WHAT NEEDS TO BE DONE ::
Reproduce the following records word for word, leaving out the pictures.

——

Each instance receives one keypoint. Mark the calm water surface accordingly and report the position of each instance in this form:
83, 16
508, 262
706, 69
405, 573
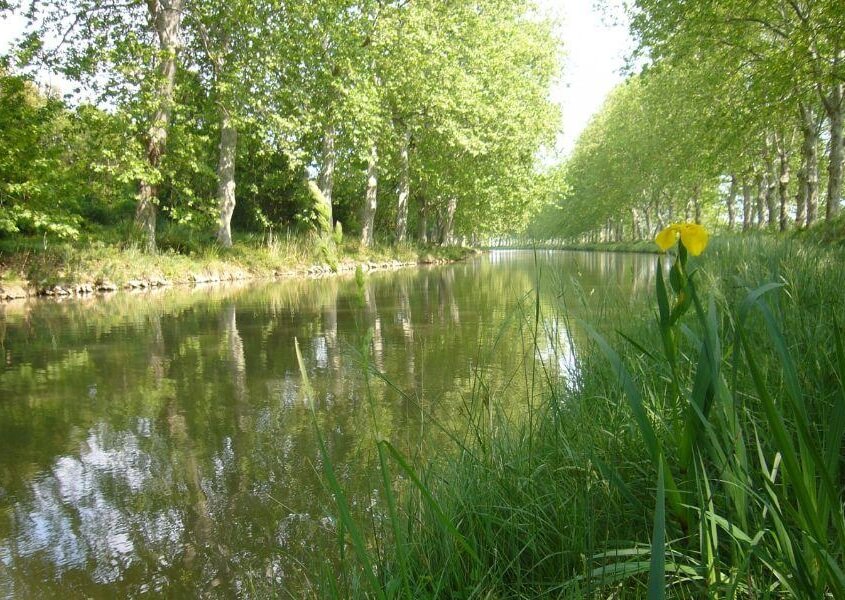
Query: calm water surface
159, 444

——

WORKED ANSWER ::
Each instance receives one keypoint. Mark the calm water surface accordingly and report the position of each instance in this form:
83, 16
508, 262
706, 69
405, 573
Query: calm water surface
159, 444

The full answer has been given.